_Written request 1:_
Answer these questions from the Cosmopolitan article:
(a) On what date did Tim Dove make his remarks?
(b) What size has the Cosmopolitan resource been pegged at?
(c) Which company drilled the discovery well, and in what year?
_Written request 2:_ Summarize the Cosmopolitan article in two sentences.
_Written request 3:_ Return the part of the Cosmopolitan article from "Dove, in remarks" to "of Petroleum News).", copied word for word.

Pioneer testing second horizon at Cosmo

Kristen Nelson

Petroleum News

Pioneer Natural Resources is testing rates from a second horizon at its Cook Inlet Cosmopolitan prospect, the company’s president and chief operating officer, Tim Dove, said Nov. 28.

Dove, in remarks to the FBR Capital Markets Investor Conference, said the company is drilling a two- to two-and-a-half-mile extended reach horizontal well. “And this is actually re-entering an existing wellbore and testing another horizon in this resource that has not been tested,” he said.

Pioneer Natural Resources Alaska President Ken Sheffield said in mid-November that the company was “wrapping up drilling operations” on the sidetrack Hansen 1A lL and hoped to have it “flow-tested by year end” (see story in Nov. 25 edition of Petroleum News).

The Cosmopolitan resource has been pegged at 30 million to 50 million barrels, and Pioneer has 100 percent of the working interest.

Dove said Pioneer has good information on rate from the first horizon “because it’s already been tested.”

The discovery well, the Starichkof State No. 1, was drilled by Pennzoil in 1967. The 12,112-foot vertical well was drilled from a jack-up and the company reported encountering the top of the Hemlock formation at 6,745 feet. Former Cosmopolitan operator ConocoPhillips drilled the Hansen 1 and 1A wells, a long-reach well and sidetrack, from the same onshore pad Pioneer is using.

Rows from an object pointing dataset:
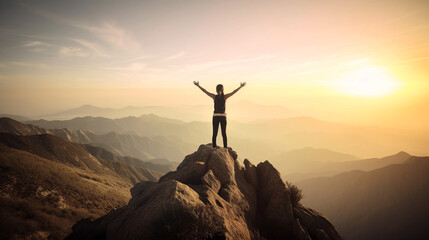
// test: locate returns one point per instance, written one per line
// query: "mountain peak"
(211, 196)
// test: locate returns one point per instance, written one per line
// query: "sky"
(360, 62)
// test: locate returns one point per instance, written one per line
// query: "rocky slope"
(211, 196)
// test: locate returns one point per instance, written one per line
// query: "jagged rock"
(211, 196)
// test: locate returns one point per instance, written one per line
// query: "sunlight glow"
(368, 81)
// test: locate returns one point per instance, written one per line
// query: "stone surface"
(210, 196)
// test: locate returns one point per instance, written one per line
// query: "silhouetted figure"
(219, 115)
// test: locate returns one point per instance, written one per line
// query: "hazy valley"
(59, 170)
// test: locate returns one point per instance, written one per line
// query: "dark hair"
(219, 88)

_Task answer 1:_
(a) Nov. 28
(b) 30 million to 50 million barrels
(c) Pennzoil, in 1967

_Task answer 2:_ Pioneer Natural Resources is drilling a two- to two-and-a-half-mile extended reach horizontal well at its Cook Inlet Cosmopolitan prospect. The well re-enters an existing wellbore to test a second horizon that has not been tested, in a resource pegged at 30 million to 50 million barrels where Pioneer holds 100 percent of the working interest.

_Task answer 3:_
Dove, in remarks to the FBR Capital Markets Investor Conference, said the company is drilling a two- to two-and-a-half-mile extended reach horizontal well. “And this is actually re-entering an existing wellbore and testing another horizon in this resource that has not been tested,” he said.

Pioneer Natural Resources Alaska President Ken Sheffield said in mid-November that the company was “wrapping up drilling operations” on the sidetrack Hansen 1A lL and hoped to have it “flow-tested by year end” (see story in Nov. 25 edition of Petroleum News).